Each record must be reproduced exactly as it is shown.

**Supplied records:**
******
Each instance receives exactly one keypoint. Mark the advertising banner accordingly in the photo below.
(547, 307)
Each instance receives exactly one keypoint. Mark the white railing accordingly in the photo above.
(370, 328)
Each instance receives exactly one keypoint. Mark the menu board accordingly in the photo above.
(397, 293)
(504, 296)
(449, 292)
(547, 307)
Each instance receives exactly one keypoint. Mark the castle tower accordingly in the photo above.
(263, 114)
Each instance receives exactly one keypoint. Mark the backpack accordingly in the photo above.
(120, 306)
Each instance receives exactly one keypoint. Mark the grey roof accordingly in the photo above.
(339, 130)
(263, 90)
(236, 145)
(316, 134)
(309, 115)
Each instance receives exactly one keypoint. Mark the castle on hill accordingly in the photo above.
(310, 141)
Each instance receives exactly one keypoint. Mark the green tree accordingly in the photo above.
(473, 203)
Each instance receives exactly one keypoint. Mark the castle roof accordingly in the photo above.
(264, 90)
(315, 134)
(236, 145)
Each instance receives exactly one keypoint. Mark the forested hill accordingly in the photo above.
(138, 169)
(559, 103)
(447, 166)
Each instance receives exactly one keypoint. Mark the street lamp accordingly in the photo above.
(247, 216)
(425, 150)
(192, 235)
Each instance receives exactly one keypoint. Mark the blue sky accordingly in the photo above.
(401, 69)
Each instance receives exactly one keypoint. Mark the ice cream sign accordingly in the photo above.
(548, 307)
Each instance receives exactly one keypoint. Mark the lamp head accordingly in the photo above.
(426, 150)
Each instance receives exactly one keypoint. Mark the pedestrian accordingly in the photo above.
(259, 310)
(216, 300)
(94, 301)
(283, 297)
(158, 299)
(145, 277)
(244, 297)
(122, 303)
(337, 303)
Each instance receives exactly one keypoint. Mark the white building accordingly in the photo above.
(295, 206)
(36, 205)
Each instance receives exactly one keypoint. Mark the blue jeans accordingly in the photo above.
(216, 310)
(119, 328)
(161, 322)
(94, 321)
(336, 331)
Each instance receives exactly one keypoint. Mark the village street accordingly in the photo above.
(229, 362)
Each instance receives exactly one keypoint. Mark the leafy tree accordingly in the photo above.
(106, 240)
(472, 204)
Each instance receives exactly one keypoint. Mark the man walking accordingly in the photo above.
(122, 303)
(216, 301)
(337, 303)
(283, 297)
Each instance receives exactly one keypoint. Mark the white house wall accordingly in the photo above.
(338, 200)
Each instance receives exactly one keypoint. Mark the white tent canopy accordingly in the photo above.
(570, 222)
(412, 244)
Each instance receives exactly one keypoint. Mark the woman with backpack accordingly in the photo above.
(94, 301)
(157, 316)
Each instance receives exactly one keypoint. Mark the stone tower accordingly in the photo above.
******
**Solution for this problem:**
Each instance receives exactly one keypoint. Mark the advertising banner accordingly in the photo below.
(547, 307)
Each instance receives exactly one keypoint. Mark the white railing accordingly in the photo above.
(370, 328)
Each instance receives exactly one keypoint. Mark the menu board accordingly in the photo above.
(397, 293)
(504, 296)
(449, 292)
(547, 307)
Each instance receives exactly one keypoint. Mark the castle tower accordingly in the photo above.
(263, 114)
Each instance receives exactly one keypoint. Mark the backpack accordingly in the photo above.
(120, 306)
Each instance receives exactly one keypoint. Mark the grey roof accordingly in the photo above.
(339, 130)
(263, 90)
(236, 145)
(316, 134)
(309, 115)
Each instance receives exactly one keypoint. Mark the castle on hill accordingly in the photo above.
(310, 141)
Each instance receives exactly one keypoint. Mark the green tree accordingly in the photo above.
(473, 203)
Each instance receives exactly one keypoint. Mark the castle roof accordingly in the photo above.
(264, 90)
(315, 134)
(236, 145)
Each instance receives exactly one keypoint. Mark the forested hill accordingly in the photo above.
(138, 169)
(559, 103)
(447, 166)
Each instance receives exactly one keypoint. Mark the street lamp accordingly in the photo above.
(247, 216)
(425, 150)
(192, 235)
Each instance receives exactly one keypoint. Mark the blue sky accordingly in the photo above.
(401, 69)
Each instance receives exactly one keypoint. Mark the ice cream sign accordingly in the photo above.
(548, 307)
Each instance receives exactly one keypoint. Mark the lamp head accordingly in the photo above.
(426, 150)
Each instance receives exactly one keypoint. Mark the pedestrian accordingly in the photo above.
(259, 310)
(216, 300)
(94, 301)
(283, 297)
(158, 299)
(145, 277)
(244, 297)
(122, 303)
(337, 303)
Each instance receives exactly one keypoint. Mark the white building accordingly in the photo above.
(295, 206)
(36, 205)
Each instance receives exactly one keypoint. Mark the blue jeans accordingly in the photo above.
(216, 310)
(119, 328)
(161, 322)
(94, 321)
(336, 331)
Each instance receives exactly one keypoint. Mark the village street accordingly in the photo above.
(229, 362)
Each instance receives exactly one keypoint. Mark the leafy tree accordingly in the photo above.
(106, 240)
(472, 204)
Each instance receives exactly one keypoint. Mark the man walking accordingly in the photo above.
(122, 303)
(216, 301)
(337, 303)
(283, 297)
Each instance receives exactly one keypoint. Mark the white house wall accordingly in the photo above.
(338, 200)
Each instance receives exactly one keypoint. Mark the white tent canopy accordingly in the photo above.
(570, 222)
(412, 244)
Each instance receives exactly one keypoint. Mark the woman with backpack accordingly in the photo above.
(94, 301)
(157, 316)
Each instance receives exactly one keypoint. Mark the stone tower accordingly in the photo above.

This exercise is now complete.